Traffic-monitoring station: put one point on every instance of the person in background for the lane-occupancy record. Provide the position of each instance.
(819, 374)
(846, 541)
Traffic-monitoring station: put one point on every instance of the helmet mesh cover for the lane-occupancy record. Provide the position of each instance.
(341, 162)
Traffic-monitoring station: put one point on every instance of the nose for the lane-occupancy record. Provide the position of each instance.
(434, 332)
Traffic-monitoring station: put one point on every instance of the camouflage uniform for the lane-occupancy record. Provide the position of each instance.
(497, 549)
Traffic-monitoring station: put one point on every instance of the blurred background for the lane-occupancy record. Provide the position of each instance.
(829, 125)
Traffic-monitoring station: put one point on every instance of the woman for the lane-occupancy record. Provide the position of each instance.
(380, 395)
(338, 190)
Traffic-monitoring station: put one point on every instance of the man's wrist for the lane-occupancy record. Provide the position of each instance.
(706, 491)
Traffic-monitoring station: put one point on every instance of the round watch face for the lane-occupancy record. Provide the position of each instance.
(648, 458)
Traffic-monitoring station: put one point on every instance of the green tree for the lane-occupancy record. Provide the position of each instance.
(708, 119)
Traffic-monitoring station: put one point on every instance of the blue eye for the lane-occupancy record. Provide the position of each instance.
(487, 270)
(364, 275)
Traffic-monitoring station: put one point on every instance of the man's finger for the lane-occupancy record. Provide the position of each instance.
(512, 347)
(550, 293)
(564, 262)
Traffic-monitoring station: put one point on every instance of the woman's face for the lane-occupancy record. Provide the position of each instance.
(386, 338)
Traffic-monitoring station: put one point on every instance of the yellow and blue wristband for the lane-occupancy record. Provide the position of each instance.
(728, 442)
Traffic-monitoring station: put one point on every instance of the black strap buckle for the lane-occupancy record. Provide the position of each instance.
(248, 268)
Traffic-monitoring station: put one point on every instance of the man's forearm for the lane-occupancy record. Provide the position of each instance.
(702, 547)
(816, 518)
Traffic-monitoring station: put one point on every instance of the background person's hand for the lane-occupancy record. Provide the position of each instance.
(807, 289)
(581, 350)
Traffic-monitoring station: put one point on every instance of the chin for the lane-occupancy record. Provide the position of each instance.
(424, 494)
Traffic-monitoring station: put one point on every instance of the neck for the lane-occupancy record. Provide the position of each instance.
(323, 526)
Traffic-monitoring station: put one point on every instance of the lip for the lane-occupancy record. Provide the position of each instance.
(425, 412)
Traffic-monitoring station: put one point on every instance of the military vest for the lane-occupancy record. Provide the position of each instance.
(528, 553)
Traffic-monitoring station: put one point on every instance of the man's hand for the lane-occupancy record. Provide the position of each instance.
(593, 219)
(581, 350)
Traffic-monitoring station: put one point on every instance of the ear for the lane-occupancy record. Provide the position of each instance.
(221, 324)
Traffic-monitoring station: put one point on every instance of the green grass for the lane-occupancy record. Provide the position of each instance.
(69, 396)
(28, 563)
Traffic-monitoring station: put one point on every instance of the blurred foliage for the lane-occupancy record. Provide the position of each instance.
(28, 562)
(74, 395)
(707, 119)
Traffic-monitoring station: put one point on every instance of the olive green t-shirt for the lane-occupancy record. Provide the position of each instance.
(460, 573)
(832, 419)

EXERCISE DIRECTIONS: Write every entry out again. Keep each one exact.

YOUR SOLUTION:
Traffic-monitoring station: put one point on every instance of the person in background for the lane-occupancy record. Provide the position of each instance.
(819, 374)
(846, 541)
Traffic-monitoring station: put one point on every instance of the helmet mesh cover for the lane-occupancy record. Provide the position of each instance.
(341, 162)
Traffic-monitoring station: put one point on every instance of the nose for the lane-occupancy record. Provide the position of each instance.
(434, 332)
Traffic-monitoring station: put one point on every instance of the camouflage uniform for the lane-occupancy record. Provide the position of each instance.
(497, 549)
Traffic-monitoring station: put one point on every instance of the blurred background for the lane-occupancy record. Provide the position of each instance.
(829, 125)
Traffic-monitoring station: put one point on every instance of the woman for the lane-occupancy record. Provide the position of each instance.
(380, 395)
(338, 190)
Traffic-monitoring station: put one point on every instance of the man's wrist for the lane-occupancy record. Provide the position of each instance.
(706, 491)
Traffic-monitoring station: put one point on every instance of the round watch face for the lane-occupancy record. Provide the position of each instance.
(648, 458)
Traffic-monitoring station: put one point on every instance of the green tree for the lane-occupancy record. Provide the position of each instance.
(708, 119)
Traffic-monitoring station: put one point on every instance of the blue eye for the lane-occupancy record. Provide the position of each instance.
(487, 270)
(364, 275)
Traffic-monitoring station: put one point on every instance of the man's finger for the lane-occupancy record. Provide the position of each instance.
(512, 347)
(550, 293)
(564, 262)
Traffic-monitoring station: put one point on every instance of the woman's face for the lane-occupancy record. Provide the position of each instance.
(386, 338)
Traffic-monitoring station: put one point on every instance of the yellow and blue wristband for the lane-occupancy record. Provide the position of each instance.
(728, 442)
Traffic-monitoring station: put one point on every instance of the black strap buckle for the lane-occupancy record. Provide the position of each instance.
(248, 268)
Traffic-monitoring station: put one point on every instance of the man's forearm for the lane-occupancy record. Provide the position of each instance.
(702, 547)
(816, 518)
Traffic-monitoring station: put one point on every instance of the background person's hand for the lane-occupancy record. Provide the position of each instance.
(807, 289)
(581, 350)
Traffic-monitoring station: put one point on every instance of the chin for the lane-occupancy record. Provide the position of each instance.
(424, 494)
Traffic-monitoring station: put one point on every instance of the neck for the lane-occupancy record. Provide the position of each instance.
(323, 526)
Traffic-monitoring station: put one point on every instance of the lip for the lane-occupancy record. Provide the position of each instance.
(425, 412)
Traffic-monitoring station: put one point on every instance of the military vest for the lane-occupancy record. Provide the position of each instance.
(528, 553)
Traffic-monitoring station: put one point on every instance of the man's hand for the lane-occupancy record. Provide the position of each instance.
(593, 219)
(581, 350)
Traffic-monitoring station: put one point on every instance of the ear for the lane-occupancy record. Provide the position of each instance.
(221, 324)
Traffic-monitoring station: put one point on every instance of the green grass for the lane-occupancy record. Provide the position of each instance.
(69, 396)
(28, 563)
Traffic-monitoring station: put one point on every instance of the blurred foliage for the lane-occupancy record. Provide the position of each instance.
(28, 562)
(74, 395)
(707, 119)
Traffic-monitoring station: put one point on every instance of the olive green t-shirt for the lane-occupancy record. Provide the position of each instance.
(460, 573)
(832, 419)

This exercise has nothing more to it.